Instructions for the task ->
Transcribe exactly, and only, the lines running from the one with "bed in the photo above." to the end of the entries below, both included, without any pictures.

START Data for review

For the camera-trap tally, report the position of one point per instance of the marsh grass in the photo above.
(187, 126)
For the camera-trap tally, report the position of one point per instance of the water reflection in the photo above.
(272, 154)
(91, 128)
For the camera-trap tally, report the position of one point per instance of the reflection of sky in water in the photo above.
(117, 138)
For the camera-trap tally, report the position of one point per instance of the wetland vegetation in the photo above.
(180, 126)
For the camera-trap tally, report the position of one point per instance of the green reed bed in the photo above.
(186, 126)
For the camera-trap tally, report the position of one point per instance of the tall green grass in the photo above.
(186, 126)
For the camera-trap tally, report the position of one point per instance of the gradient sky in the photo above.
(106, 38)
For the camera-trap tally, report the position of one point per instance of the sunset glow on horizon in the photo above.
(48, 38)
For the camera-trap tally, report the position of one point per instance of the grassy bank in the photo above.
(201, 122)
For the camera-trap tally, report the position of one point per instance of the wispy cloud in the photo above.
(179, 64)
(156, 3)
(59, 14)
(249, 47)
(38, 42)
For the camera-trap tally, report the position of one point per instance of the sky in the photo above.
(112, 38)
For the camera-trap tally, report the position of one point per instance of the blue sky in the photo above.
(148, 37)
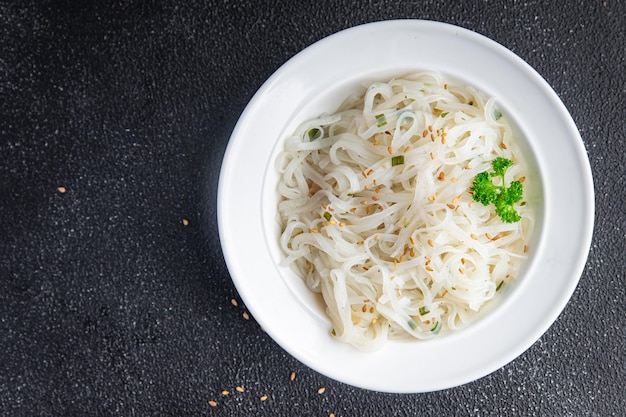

END Data for review

Task output ->
For the camera-trap tally, report the position of one point per instance of the green reed bed in the photo above.
(186, 126)
For the camera-trap tally, report the position of one point per instance of the tall green grass in the photo above.
(186, 126)
For the camera-trap tally, report the position of one point per instance of the gradient sky in the photo above.
(106, 38)
For the camera-trap tally, report the position of one point per instance of the sunset glow on horizon in the photo above.
(48, 38)
For the camera-trap tally, report the position of one point per instance of the grassy bank in the photo above.
(201, 122)
For the camera-trap tally, report the position of one point per instance of the wispy cloud in the photo above.
(179, 64)
(156, 3)
(59, 14)
(249, 47)
(38, 42)
For the camera-trap tally, report the position of one point per instance of the sky in the photo above.
(112, 38)
For the camera-trap tally, report the position of one point per instance of the blue sky in the photo above.
(148, 37)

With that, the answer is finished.